● **Work required**
Write out the material below as a JSON list of strings, one string per line, leaving out the blank lines.
== Dataset extract ==
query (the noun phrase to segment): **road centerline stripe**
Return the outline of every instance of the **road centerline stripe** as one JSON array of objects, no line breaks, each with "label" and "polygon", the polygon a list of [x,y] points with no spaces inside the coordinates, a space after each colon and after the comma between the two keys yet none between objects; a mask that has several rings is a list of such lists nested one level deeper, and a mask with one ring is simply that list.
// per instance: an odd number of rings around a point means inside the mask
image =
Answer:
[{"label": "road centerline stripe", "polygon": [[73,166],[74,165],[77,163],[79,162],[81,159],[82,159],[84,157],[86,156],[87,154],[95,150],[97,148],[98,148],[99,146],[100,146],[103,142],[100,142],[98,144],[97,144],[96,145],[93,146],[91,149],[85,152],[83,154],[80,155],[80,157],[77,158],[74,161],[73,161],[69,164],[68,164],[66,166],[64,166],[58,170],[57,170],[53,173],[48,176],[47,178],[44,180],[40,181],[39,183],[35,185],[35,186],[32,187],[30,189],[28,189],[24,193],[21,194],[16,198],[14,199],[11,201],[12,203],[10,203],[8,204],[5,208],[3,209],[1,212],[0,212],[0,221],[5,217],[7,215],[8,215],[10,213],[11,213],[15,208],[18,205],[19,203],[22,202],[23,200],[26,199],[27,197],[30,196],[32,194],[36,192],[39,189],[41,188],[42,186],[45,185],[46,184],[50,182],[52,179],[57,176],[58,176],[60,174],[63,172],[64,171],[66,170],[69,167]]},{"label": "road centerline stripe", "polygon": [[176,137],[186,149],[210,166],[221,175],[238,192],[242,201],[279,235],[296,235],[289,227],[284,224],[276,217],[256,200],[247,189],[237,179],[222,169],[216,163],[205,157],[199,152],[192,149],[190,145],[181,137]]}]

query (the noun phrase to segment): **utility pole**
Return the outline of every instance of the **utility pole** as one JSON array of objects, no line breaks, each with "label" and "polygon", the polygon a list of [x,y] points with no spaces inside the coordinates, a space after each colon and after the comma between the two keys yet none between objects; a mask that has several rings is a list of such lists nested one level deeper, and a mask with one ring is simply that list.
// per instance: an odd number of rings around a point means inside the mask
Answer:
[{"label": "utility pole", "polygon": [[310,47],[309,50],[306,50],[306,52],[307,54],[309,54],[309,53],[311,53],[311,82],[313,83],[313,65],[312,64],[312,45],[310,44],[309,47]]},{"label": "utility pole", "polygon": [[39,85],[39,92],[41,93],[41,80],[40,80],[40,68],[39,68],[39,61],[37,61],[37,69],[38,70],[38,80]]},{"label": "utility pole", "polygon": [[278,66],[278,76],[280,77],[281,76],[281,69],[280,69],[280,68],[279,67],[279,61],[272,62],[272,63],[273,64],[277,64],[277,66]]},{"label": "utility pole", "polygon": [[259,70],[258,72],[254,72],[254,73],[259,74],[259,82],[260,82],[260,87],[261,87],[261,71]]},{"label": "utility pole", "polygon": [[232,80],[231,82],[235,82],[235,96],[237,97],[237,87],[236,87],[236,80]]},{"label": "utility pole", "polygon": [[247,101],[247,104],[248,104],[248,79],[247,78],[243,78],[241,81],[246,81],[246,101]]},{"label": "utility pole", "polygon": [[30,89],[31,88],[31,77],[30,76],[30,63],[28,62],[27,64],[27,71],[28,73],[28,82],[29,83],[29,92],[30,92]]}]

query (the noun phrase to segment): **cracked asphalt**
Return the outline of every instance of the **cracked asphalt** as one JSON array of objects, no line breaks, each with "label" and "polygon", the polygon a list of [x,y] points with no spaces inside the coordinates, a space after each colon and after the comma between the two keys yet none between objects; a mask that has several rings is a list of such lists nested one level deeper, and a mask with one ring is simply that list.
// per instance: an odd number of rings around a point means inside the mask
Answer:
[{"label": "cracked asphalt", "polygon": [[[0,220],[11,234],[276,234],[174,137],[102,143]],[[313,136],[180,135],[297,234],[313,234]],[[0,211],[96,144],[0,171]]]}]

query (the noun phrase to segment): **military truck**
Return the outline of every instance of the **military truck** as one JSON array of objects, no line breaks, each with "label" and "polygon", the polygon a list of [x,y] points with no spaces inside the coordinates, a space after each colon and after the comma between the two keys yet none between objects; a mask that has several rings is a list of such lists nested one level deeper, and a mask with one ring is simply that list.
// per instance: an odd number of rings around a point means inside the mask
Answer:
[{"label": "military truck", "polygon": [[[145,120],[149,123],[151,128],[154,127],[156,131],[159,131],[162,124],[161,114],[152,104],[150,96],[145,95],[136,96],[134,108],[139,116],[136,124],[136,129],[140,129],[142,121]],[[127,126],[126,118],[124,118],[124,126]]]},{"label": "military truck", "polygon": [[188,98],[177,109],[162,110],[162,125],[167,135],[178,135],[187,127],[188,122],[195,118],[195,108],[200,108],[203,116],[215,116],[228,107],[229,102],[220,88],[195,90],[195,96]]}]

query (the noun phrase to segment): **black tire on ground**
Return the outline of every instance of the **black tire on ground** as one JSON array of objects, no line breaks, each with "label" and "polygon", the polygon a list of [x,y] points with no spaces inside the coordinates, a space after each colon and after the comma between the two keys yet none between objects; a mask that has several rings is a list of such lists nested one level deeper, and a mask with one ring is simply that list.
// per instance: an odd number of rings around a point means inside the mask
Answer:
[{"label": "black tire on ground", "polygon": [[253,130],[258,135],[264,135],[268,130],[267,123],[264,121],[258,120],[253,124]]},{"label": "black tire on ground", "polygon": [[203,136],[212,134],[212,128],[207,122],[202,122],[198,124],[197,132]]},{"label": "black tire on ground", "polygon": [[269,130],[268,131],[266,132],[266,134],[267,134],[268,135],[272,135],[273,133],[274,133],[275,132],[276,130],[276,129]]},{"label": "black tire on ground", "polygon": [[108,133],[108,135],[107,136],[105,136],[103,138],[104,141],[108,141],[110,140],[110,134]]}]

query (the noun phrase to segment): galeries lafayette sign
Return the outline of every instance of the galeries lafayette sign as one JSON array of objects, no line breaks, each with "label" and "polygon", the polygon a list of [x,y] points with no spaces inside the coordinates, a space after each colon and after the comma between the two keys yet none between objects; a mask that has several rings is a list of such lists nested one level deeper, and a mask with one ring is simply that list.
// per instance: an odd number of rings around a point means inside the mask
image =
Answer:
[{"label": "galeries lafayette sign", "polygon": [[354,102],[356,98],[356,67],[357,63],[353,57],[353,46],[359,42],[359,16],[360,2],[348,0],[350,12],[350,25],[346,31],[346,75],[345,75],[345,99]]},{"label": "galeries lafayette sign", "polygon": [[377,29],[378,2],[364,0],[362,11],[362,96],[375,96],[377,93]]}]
===
● **Solution for this task**
[
  "query (the noun phrase to segment): **road centerline stripe**",
  "Return the outline of every instance of the **road centerline stripe** as one JSON array of objects, no line breaks, each with \"label\" and \"polygon\", the polygon a list of [x,y] points with no spaces inside the coordinates, a space after each colon and after the comma between the two keys yet none between objects; a mask that has several rings is a list of such lists nested one level deeper, and a mask with one ring is simply that list.",
  "// per instance: an odd number of rings around a point means inside the mask",
  "image =",
  "Answer:",
  "[{\"label\": \"road centerline stripe\", \"polygon\": [[73,166],[74,165],[77,163],[79,162],[81,159],[82,159],[84,157],[86,156],[87,154],[95,150],[97,148],[98,148],[99,146],[100,146],[103,142],[100,142],[98,144],[97,144],[96,145],[93,146],[91,149],[85,152],[83,154],[80,155],[80,157],[77,158],[74,161],[73,161],[69,164],[68,164],[66,166],[64,166],[58,170],[57,170],[53,173],[48,176],[47,178],[44,180],[40,181],[39,183],[35,185],[35,186],[32,187],[30,189],[28,189],[24,193],[21,194],[16,198],[14,199],[11,201],[12,203],[10,203],[8,204],[5,208],[3,209],[1,212],[0,212],[0,221],[5,217],[7,215],[8,215],[10,213],[11,213],[15,208],[18,205],[19,203],[22,202],[23,200],[26,199],[27,197],[30,196],[32,194],[36,192],[39,189],[41,188],[42,186],[45,185],[46,184],[50,182],[52,179],[57,176],[58,176],[60,174],[63,172],[64,171],[66,170],[69,167]]},{\"label\": \"road centerline stripe\", \"polygon\": [[176,137],[186,149],[210,166],[221,175],[238,192],[242,201],[279,235],[296,235],[289,227],[284,224],[276,217],[256,200],[247,189],[237,179],[222,169],[216,163],[205,157],[199,152],[192,149],[190,145],[181,137]]}]",
  "query (the noun phrase to segment): **utility pole**",
  "Return the outline of every instance of the **utility pole** as one JSON array of objects, no line breaks, each with \"label\" and \"polygon\", the polygon a list of [x,y] points with no spaces inside the coordinates, a space after each colon and after the comma between the two keys yet none between objects; a mask that has several rings is a list of such lists nested one level deeper, and a mask with one ring is simply that list.",
  "// per instance: an odd number of rings around a point means inside the mask",
  "Answer:",
  "[{\"label\": \"utility pole\", \"polygon\": [[310,47],[309,50],[306,50],[306,52],[307,54],[309,54],[309,53],[311,53],[311,82],[313,83],[313,65],[312,64],[312,45],[310,44],[309,47]]},{\"label\": \"utility pole\", \"polygon\": [[39,85],[39,92],[41,93],[41,80],[40,80],[40,68],[39,68],[39,61],[37,61],[37,69],[38,70],[38,80]]},{\"label\": \"utility pole\", \"polygon\": [[278,66],[278,76],[280,77],[281,76],[281,69],[280,69],[280,68],[279,67],[279,61],[272,62],[272,63],[273,64],[277,64],[277,66]]},{\"label\": \"utility pole\", \"polygon\": [[259,70],[258,72],[254,72],[254,73],[259,74],[259,82],[260,82],[260,87],[261,87],[261,71]]},{\"label\": \"utility pole\", \"polygon\": [[232,80],[231,82],[235,82],[235,96],[237,97],[237,87],[236,87],[236,80]]},{\"label\": \"utility pole\", \"polygon\": [[247,101],[247,104],[248,104],[248,79],[247,78],[243,78],[241,81],[246,81],[246,101]]},{\"label\": \"utility pole\", \"polygon\": [[30,89],[31,88],[31,77],[30,76],[30,63],[28,62],[27,64],[27,71],[28,73],[28,82],[29,83],[29,92],[30,92]]}]",
  "query (the noun phrase to segment): **cracked asphalt**",
  "Return the outline of every instance of the **cracked asphalt** as one JSON array of objects, no line breaks, each with \"label\" and \"polygon\", the polygon a list of [x,y] points with no spaces inside the coordinates, a space after each colon and after the comma between the two keys yet none between objects; a mask that has several rings is a list of such lists nested one level deeper, and a mask with one ring is simply that list.",
  "// per instance: an odd number of rings around a point means inside the mask",
  "Answer:",
  "[{\"label\": \"cracked asphalt\", \"polygon\": [[[0,220],[11,234],[276,234],[174,137],[102,143]],[[313,136],[180,135],[297,234],[313,234]],[[0,211],[96,144],[0,171]]]}]",
  "query (the noun phrase to segment): **military truck**",
  "Return the outline of every instance of the **military truck** as one JSON array of objects, no line breaks, each with \"label\" and \"polygon\", the polygon a list of [x,y] points with no spaces inside the coordinates, a space after each colon and after the comma between the two keys yet none between objects; a mask that has several rings is a list of such lists nested one level deeper, and a mask with one ring is simply that list.",
  "// per instance: an odd number of rings around a point means inside the mask",
  "Answer:",
  "[{\"label\": \"military truck\", \"polygon\": [[[145,120],[149,123],[151,128],[154,127],[156,131],[159,131],[162,124],[161,114],[152,104],[150,96],[145,95],[136,96],[134,108],[139,116],[136,124],[136,129],[140,129],[142,121]],[[127,126],[126,118],[124,118],[124,126]]]},{\"label\": \"military truck\", \"polygon\": [[188,98],[177,109],[162,110],[162,125],[167,135],[178,135],[187,127],[188,122],[195,118],[195,108],[200,108],[203,116],[215,116],[228,107],[229,102],[220,88],[195,90],[195,96]]}]",
  "query (the noun phrase to segment): **black tire on ground**",
  "Return the outline of every instance of the **black tire on ground** as one JSON array of objects, no line breaks, each with \"label\" and \"polygon\", the polygon a list of [x,y] points with no spaces inside the coordinates, a space after each colon and after the comma between the two keys yet none between objects; a mask that has several rings is a list of such lists nested one level deeper, and a mask with one ring is simply that list.",
  "// per instance: an odd number of rings around a point means inside the mask",
  "Answer:",
  "[{\"label\": \"black tire on ground\", \"polygon\": [[253,130],[258,135],[264,135],[268,130],[267,123],[264,121],[258,120],[253,124]]},{\"label\": \"black tire on ground\", \"polygon\": [[203,136],[212,134],[212,128],[207,122],[202,122],[198,124],[197,132]]},{\"label\": \"black tire on ground\", \"polygon\": [[269,130],[268,131],[266,132],[266,134],[267,134],[268,135],[272,135],[273,133],[274,133],[275,132],[276,130],[276,129]]},{\"label\": \"black tire on ground\", \"polygon\": [[108,133],[108,135],[107,136],[105,136],[103,138],[104,141],[108,141],[110,140],[110,134]]}]",
  "query (the noun phrase to segment): galeries lafayette sign",
  "Return the outline of every instance of the galeries lafayette sign as one JSON array of objects, no line breaks, each with \"label\" and \"polygon\", the polygon a list of [x,y] points with no spaces inside the coordinates, a space after each colon and after the comma between the two keys yet none between objects; a mask that has several rings is a list of such lists nested one level deeper, and a mask with one ring is simply that list.",
  "// per instance: an odd number of rings around a point means inside the mask",
  "image =",
  "Answer:",
  "[{\"label\": \"galeries lafayette sign\", \"polygon\": [[354,102],[356,98],[356,67],[357,63],[353,57],[353,46],[359,42],[359,16],[360,2],[348,0],[350,12],[350,25],[346,31],[346,75],[345,75],[345,99]]},{\"label\": \"galeries lafayette sign\", \"polygon\": [[377,29],[378,2],[364,0],[362,11],[362,96],[375,96],[377,93]]}]"
]